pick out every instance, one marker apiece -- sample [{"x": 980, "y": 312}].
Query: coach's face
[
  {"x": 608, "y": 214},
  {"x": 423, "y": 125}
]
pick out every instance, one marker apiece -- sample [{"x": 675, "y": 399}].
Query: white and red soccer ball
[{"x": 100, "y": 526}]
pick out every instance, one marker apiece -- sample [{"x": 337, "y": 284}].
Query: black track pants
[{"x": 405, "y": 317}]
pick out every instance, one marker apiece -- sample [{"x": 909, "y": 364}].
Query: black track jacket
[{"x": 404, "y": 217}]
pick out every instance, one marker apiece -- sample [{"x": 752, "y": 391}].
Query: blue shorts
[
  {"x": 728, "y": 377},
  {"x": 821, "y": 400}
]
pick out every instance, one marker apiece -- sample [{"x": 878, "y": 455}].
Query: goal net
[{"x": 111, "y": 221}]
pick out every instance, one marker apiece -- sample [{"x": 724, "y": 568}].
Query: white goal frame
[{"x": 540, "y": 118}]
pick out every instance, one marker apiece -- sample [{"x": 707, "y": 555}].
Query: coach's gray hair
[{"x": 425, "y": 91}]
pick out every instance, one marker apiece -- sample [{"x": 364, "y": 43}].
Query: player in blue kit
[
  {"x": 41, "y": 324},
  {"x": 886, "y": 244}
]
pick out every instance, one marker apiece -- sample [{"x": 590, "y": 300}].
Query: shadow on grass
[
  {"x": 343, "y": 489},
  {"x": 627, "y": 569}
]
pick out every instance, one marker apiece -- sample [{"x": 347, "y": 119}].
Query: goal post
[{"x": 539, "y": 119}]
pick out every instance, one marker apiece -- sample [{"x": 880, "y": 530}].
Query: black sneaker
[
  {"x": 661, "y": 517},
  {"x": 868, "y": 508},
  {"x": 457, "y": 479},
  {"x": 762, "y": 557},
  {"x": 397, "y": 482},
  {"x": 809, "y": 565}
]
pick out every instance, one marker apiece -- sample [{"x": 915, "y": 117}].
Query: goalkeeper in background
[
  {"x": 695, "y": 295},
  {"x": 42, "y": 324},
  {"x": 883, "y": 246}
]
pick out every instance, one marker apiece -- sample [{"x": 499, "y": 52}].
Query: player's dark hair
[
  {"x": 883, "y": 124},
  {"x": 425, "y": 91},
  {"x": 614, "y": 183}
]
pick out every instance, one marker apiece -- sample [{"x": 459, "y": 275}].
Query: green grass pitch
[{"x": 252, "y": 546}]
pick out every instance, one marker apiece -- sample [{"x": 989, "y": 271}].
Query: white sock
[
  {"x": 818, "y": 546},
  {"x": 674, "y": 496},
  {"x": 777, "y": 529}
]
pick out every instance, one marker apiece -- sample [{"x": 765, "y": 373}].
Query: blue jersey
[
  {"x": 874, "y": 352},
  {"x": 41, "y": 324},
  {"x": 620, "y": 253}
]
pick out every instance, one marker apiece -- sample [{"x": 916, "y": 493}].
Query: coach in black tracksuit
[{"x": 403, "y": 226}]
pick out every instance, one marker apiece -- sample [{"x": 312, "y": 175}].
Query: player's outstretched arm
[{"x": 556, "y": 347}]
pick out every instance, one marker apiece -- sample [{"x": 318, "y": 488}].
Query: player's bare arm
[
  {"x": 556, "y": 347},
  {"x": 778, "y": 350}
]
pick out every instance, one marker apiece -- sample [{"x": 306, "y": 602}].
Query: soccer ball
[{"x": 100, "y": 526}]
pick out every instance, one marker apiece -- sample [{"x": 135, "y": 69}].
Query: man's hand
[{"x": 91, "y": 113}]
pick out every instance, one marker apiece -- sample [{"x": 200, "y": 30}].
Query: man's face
::::::
Count the lines in the entries above that contain the string "ball", with case counting. Give only the number.

**Reply to the exercise**
2